» Problem statement: Please count how many lines below contain the string "loop", treating uppercase and lowercase as different. Reply with the number only.
** Start Supplied entries **
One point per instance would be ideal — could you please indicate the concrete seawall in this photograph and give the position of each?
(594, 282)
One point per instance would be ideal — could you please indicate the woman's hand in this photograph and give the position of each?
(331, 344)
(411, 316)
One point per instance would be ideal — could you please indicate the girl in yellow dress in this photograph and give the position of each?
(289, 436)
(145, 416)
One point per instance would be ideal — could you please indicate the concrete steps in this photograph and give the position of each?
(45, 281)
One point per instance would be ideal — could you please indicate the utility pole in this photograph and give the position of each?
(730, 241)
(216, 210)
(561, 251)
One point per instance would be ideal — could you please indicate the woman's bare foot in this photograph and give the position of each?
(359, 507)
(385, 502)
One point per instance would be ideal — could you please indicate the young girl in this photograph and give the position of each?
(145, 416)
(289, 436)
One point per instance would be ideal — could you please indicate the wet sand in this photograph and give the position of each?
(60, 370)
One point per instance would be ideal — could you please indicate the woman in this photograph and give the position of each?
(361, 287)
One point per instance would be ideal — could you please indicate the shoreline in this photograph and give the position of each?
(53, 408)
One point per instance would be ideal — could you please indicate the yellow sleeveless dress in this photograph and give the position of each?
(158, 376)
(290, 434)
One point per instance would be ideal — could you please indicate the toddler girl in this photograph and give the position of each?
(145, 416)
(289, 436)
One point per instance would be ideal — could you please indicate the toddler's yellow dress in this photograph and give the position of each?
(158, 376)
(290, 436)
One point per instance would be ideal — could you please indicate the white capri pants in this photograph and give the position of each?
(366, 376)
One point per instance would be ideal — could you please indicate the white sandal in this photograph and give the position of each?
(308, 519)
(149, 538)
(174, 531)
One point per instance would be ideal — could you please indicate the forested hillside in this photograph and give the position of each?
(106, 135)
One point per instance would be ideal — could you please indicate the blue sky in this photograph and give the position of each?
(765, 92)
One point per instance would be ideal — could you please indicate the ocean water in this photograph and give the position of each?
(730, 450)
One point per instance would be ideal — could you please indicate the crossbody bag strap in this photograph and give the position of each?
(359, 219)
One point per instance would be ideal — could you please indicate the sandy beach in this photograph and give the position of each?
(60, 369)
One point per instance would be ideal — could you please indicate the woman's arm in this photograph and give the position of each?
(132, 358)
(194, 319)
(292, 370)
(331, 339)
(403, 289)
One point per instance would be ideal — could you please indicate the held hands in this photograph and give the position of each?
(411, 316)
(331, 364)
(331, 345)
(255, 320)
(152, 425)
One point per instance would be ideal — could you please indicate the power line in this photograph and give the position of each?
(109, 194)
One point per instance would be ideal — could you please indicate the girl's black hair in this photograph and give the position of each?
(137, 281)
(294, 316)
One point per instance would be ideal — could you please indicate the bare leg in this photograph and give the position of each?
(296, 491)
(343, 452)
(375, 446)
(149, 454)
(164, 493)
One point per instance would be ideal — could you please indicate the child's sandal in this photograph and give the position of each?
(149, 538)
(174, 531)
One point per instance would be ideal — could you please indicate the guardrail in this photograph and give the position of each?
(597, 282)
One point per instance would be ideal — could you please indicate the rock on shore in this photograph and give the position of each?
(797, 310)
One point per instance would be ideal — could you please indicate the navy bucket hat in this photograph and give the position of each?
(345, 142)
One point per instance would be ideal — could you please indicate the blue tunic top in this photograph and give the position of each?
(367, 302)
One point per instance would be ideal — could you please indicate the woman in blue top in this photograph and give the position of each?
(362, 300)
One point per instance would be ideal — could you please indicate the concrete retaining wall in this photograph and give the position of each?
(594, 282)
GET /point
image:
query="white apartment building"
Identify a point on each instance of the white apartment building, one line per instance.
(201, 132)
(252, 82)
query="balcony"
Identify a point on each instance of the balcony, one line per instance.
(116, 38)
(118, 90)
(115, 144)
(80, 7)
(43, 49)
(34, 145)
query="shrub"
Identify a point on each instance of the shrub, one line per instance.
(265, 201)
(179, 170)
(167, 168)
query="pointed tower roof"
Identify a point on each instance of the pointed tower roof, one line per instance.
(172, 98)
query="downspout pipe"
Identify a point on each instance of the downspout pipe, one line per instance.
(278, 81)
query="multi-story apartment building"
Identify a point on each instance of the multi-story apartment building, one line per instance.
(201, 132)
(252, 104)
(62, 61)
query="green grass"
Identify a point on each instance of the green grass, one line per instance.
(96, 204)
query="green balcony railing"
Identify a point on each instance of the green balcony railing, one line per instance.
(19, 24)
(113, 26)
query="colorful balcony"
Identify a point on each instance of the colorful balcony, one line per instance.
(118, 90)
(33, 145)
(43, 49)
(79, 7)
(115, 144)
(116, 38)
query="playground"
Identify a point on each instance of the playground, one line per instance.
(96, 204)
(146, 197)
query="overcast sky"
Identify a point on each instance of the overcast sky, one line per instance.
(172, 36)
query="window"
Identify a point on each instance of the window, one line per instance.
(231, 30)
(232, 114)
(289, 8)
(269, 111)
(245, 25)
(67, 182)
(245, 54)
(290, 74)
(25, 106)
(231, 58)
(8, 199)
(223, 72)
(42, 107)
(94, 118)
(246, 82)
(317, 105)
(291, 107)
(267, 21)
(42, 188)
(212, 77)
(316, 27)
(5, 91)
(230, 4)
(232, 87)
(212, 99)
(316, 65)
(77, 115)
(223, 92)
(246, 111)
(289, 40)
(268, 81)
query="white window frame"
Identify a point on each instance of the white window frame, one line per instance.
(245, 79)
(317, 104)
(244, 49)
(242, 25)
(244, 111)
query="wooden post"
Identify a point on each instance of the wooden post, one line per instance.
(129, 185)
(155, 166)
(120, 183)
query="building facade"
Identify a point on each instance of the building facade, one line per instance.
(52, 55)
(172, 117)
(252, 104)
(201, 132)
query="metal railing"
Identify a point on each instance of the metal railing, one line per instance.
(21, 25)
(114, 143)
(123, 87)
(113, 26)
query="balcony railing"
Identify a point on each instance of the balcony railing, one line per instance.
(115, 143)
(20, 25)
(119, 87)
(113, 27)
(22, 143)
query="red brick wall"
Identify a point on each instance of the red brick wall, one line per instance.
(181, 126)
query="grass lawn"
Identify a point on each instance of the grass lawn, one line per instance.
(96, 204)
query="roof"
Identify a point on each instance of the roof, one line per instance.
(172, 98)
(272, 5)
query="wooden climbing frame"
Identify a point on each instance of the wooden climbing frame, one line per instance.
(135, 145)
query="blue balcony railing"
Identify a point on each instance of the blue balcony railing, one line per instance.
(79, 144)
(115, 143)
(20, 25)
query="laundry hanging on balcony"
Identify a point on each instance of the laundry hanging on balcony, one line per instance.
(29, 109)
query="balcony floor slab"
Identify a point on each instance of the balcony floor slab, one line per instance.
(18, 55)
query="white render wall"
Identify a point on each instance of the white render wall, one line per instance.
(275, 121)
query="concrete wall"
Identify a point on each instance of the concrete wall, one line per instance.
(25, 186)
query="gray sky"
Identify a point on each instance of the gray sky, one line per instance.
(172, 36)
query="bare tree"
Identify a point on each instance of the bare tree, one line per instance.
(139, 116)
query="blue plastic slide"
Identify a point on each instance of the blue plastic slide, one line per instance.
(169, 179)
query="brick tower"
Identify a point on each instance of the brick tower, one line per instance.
** End Supplied entries **
** Start Supplied entries **
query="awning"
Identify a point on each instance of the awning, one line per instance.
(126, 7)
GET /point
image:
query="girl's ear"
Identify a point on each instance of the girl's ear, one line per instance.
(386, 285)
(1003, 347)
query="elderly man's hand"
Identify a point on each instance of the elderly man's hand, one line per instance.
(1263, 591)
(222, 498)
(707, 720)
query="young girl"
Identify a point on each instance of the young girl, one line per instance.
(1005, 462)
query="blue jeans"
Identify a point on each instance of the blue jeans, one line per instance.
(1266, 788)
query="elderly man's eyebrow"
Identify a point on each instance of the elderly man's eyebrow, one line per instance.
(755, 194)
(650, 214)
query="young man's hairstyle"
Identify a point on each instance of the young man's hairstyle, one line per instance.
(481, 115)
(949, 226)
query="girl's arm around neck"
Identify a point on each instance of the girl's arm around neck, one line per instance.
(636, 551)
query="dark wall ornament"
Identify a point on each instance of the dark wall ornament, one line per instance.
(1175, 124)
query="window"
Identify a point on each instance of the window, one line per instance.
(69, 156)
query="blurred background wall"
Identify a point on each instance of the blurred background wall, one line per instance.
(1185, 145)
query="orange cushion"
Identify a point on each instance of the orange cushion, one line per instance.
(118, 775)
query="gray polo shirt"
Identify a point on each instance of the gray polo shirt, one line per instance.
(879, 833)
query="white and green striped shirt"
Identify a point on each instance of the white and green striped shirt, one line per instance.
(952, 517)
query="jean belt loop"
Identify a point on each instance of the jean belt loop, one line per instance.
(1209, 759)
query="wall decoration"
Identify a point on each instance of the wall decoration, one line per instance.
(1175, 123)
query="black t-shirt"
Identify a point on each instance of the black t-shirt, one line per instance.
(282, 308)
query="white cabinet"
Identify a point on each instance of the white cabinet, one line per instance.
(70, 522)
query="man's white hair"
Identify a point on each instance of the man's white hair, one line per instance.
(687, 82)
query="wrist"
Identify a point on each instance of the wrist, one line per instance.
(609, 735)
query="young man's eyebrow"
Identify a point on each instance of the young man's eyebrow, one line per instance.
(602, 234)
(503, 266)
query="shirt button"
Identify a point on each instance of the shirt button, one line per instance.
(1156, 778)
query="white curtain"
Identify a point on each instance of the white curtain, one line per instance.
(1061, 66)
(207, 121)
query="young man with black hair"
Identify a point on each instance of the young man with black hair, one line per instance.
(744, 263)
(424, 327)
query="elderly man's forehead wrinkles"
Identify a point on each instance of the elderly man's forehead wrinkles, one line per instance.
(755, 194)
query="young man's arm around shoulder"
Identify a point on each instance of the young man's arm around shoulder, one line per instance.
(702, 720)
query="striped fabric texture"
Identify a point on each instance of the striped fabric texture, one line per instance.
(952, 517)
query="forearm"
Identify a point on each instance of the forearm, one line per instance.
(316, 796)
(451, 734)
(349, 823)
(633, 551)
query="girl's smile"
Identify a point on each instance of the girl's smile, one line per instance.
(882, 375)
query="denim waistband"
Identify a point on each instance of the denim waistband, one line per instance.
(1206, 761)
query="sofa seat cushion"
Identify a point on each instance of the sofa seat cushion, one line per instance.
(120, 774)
** End Supplied entries **
» Answer to this exercise: 2